# How to delete PM's?



## G-man99 (Jul 15, 2008)

Can't see an option on how to delete Pm's anymore


----------



## 2004mark (Oct 26, 2013)

Have to go into each convo and delete them. My box was like at 300% so just used the delete all facility. Didn't really want to get rid of them all but was going to be too painful to do them one by one.


----------



## WallsOfJericho (Apr 4, 2009)

Why are we allowed so few pms? I have 167 but you can only store 50? And it's such a hassle to delete one by one, this needs a change


----------



## 2004mark (Oct 26, 2013)

WallsOfJericho said:


> Why are we allowed so few pms? I have 167 but you can only store 50? And it's such a hassle to delete one by one, this needs a change


The system is different now... it's not 50 messages, it's 50 conversations. So yeah, a ball-ache with old messages as they can't be merged into conversations, but going forward I think it's a much better system... more like whatsapp or facebook messenger.


----------



## Lorian (Apr 9, 2003)

WallsOfJericho said:


> Why are we allowed so few pms? I have 167 but you can only store 50? And it's such a hassle to delete one by one, this needs a change


It increases to 100 for Gold Members and you aren't that far off 

That said, like all of these limits, many are defaults. If you want them changed please start a Poll and popular changes will be implemented,


----------

===============

Directions for this task:
Reproduce verbatim the portion of the forum thread on deleting private messages starting at "The system is" and ending at "(Apr 9, 2003)".

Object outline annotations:
===============

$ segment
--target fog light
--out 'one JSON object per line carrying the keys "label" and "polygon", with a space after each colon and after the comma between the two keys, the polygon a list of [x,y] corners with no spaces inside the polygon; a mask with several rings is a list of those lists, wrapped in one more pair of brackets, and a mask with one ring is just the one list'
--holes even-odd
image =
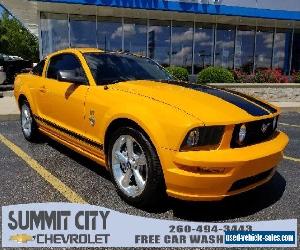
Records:
{"label": "fog light", "polygon": [[240,127],[240,131],[239,131],[239,141],[238,141],[239,144],[242,144],[244,142],[246,138],[246,134],[247,134],[247,129],[246,126],[243,124]]}
{"label": "fog light", "polygon": [[189,166],[179,166],[184,171],[192,172],[195,174],[223,174],[225,168],[205,168],[205,167],[189,167]]}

===============

Correct response:
The system is different now... it's not 50 messages, it's 50 conversations. So yeah, a ball-ache with old messages as they can't be merged into conversations, but going forward I think it's a much better system... more like whatsapp or facebook messenger.


----------



## Lorian (Apr 9, 2003)